** PASSAGE PROVIDED follows **
The transcript shows the conversation turn by turn. For each turn, pay attention to:
  • The spoken text (ASR output)
  • The agent reply
  • Any matched KB topics shown beneath the turn
Example: A user says “room service” You may see matched topics like:
  • room_service_disambiguation
  • room_service
  • room_amenities
This tells you retrieval worked — but which topic the model ultimately chose still matters.

Conversation metadata (left panel)

This panel answers the where and when questions. Typical fields include:
  • Contact (phone number or user ID)
  • Channel (Call / Chat)
  • Language and locale
  • Timezone
  • Environment (Sandbox / Pre-release / Live)
  • Variant
  • Duration
  • Call SID / Group ID (useful for support)
Use this to:
  • Confirm you are reviewing the correct test
  • Check whether the right variant handled the call
  • Verify locale and language routing

Diagnosis layers

Diagnosis layers let you see inside the agent’s decision-making. Toggle these deliberately — not all at once.

Topic citations

Shows which KB topic(s) were used for each agent response. Use this to:
  • Confirm the correct topic was retrieved
  • Spot overly broad or competing topics
  • Identify missing sample questions
Example: The agent answers about checkout, but the topic cited is general_connect_me_to. This is a KB design problem, not a wording problem.
** End of PASSAGE PROVIDED **
** RECORD EXTRACTS follows **
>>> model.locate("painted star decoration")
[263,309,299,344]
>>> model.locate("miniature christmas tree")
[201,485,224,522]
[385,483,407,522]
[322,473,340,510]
** End of RECORD EXTRACTS **
> [PROBLEMS TO WORK ON]:
a - Reproduce word for word the part of the passage on reviewing agent conversations that runs from "The transcript shows" to "chose still matters.".
b - Resume the passage on reviewing agent conversations, starting right after its final sentence.

> [ANSWERS TO THE TASKS]:
a -
The transcript shows the conversation turn by turn. For each turn, pay attention to:
  • The spoken text (ASR output)
  • The agent reply
  • Any matched KB topics shown beneath the turn
Example: A user says “room service” You may see matched topics like:
  • room_service_disambiguation
  • room_service
  • room_amenities
This tells you retrieval worked — but which topic the model ultimately chose still matters.

b -
Function calls

Displays every function triggered, with parameters. Use this to:
  • Confirm SMS flows were called only after consent
  • Verify correct handoff reasons
  • Check parameter values (IDs, destinations, flags)
Example: start_sms_flow sms_id = “room_service_ordering” If this fires without consent, your KB content is wrong.

Flows and steps

Shows execution paths through flows. Use this when:
  • Behaviour depends on branching logic
  • Multiple steps or conditions exist
  • You suspect the agent took the wrong path
Example: The agent entered a billing flow when the user asked about reservations — this indicates a misclassification upstream.

Variants

Shows which variant handled each turn. Use this to:
  • Validate A/B tests
  • Confirm rollout behaviour
  • Compare responses across variants
Example: Variant A offers SMS first Variant B offers handoff first Conversation Review lets you verify this turn by turn.

Entities

Lists structured data extracted from user speech. Common examples:
  • Booking reference
  • Date
  • Location
  • Account ID
Use this to:
  • Validate entity capture
  • Detect ASR or phrasing issues
  • Ensure entities are not hallucinated
Example: The user says “next Friday” Entity captured: date = null This suggests entity extraction needs tuning.

Turn latency and interruptions

These expose conversational friction.
  • Turn latency: How long the agent took to respond
  • Interruptions: Where the user barged in
Use these to:
  • Shorten overly long spoken responses
  • Identify places where users lose patience
  • Improve pacing and phrasing
Example: Repeated interruptions during policy explanations usually mean the response is too long for voice.

Audio controls

For call channels, you can:
  • Play back audio
  • Switch between merged and split audio
  • Download recordings
Use split audio to:
  • Isolate ASR issues
  • Hear user speech clearly
  • Diagnose barge-in timing

Annotations

Annotations turn observations into action. You can mark:
  • Wrong transcription (ASR error)
  • Missing topic (KB gap)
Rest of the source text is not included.